■ **Document excerpt**
- - - - -

Heal up soon, Krieg. I hope the old thinker isn't too jostled up.

I have been doing a little soul searching, as well. My reality check was having to get knee surgery last week. My injury wasn't severe (torn meniscus), but since it happened, I have slowed significantly. I DON'T want a major ligament injury. I also don't want to maim myself doing this crazy hobby. I love riding dirt bikes more than anything except my family, so there is no way I'll ever become completely separated from these addictive little two wheelers. However, I think my quest for more speed has probably ended. It's time to accept that I'll be a mid-pack B rider indefinitely, and ride with a good 20% reserve.

These good intentions will probably go right out the window at my next hare scramble, cuz I'm stupid.

- - - - -

■ **Dataset excerpts**

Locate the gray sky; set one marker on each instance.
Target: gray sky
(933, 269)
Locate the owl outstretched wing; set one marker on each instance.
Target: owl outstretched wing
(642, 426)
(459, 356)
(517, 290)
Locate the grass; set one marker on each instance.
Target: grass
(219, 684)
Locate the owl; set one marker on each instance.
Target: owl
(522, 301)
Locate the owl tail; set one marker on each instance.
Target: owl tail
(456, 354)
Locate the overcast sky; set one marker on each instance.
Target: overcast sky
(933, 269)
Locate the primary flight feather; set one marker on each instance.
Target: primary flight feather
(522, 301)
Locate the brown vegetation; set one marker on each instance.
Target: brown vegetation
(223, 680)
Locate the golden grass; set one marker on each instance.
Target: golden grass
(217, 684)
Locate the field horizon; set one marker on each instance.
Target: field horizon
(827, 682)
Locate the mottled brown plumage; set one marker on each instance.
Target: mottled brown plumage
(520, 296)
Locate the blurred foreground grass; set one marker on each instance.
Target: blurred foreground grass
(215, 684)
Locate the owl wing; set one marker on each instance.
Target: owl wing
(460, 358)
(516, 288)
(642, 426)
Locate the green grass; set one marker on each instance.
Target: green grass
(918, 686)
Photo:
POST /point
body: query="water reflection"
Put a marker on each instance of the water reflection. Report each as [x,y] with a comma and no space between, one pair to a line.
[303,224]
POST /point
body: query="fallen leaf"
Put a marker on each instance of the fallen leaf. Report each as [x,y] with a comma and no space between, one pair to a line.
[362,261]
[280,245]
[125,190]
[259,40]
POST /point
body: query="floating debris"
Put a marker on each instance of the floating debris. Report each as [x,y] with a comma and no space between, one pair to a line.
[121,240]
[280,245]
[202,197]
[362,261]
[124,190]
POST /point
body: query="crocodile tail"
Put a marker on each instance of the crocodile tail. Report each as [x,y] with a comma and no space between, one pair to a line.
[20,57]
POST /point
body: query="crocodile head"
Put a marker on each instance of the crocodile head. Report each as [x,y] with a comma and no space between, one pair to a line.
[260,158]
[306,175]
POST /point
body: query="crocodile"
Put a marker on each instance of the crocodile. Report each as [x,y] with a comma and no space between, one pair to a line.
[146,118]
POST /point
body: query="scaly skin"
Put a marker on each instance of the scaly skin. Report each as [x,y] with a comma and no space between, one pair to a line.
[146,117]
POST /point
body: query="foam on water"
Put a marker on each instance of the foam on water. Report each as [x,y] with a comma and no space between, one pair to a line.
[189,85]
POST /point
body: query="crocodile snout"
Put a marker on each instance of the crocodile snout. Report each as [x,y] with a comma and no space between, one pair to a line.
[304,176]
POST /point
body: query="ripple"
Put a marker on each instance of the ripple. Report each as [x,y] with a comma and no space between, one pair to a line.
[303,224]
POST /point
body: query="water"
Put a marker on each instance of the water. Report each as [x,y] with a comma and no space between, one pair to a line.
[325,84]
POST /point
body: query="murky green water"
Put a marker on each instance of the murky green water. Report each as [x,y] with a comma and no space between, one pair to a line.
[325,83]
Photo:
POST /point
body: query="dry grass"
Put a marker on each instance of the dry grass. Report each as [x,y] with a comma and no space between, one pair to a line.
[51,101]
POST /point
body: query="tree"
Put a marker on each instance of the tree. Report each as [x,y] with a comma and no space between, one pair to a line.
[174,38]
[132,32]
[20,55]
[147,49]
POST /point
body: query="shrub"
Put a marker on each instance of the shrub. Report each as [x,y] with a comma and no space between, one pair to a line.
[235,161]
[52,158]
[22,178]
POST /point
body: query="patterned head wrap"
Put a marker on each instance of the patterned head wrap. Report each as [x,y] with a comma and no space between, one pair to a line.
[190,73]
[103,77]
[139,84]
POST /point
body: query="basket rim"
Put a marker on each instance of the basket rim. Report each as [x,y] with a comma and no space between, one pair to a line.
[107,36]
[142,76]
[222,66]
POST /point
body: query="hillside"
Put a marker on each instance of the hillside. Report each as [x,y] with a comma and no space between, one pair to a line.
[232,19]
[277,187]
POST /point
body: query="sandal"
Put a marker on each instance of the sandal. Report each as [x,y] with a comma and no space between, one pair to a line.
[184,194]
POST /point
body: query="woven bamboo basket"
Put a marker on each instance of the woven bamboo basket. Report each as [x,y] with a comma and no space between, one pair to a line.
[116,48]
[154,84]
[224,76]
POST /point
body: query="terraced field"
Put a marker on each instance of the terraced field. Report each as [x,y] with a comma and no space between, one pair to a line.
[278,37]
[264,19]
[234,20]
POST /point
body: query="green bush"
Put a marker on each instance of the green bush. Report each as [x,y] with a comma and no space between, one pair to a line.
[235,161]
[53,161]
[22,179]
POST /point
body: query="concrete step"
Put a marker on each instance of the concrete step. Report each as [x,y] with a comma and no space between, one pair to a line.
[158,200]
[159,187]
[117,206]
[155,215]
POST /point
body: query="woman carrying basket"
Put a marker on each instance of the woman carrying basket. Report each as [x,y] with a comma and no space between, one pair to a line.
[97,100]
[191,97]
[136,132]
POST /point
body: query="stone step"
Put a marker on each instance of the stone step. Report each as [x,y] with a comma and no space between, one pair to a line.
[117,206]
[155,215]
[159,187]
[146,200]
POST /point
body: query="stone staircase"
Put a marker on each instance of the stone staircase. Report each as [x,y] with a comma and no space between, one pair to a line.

- - - - -

■ **Action item**
Please return everything in the dirt bike post above from "Heal up soon, Krieg." down to "good 20% reserve.", copied word for word.

■ **Response area**
Heal up soon, Krieg. I hope the old thinker isn't too jostled up.

I have been doing a little soul searching, as well. My reality check was having to get knee surgery last week. My injury wasn't severe (torn meniscus), but since it happened, I have slowed significantly. I DON'T want a major ligament injury. I also don't want to maim myself doing this crazy hobby. I love riding dirt bikes more than anything except my family, so there is no way I'll ever become completely separated from these addictive little two wheelers. However, I think my quest for more speed has probably ended. It's time to accept that I'll be a mid-pack B rider indefinitely, and ride with a good 20% reserve.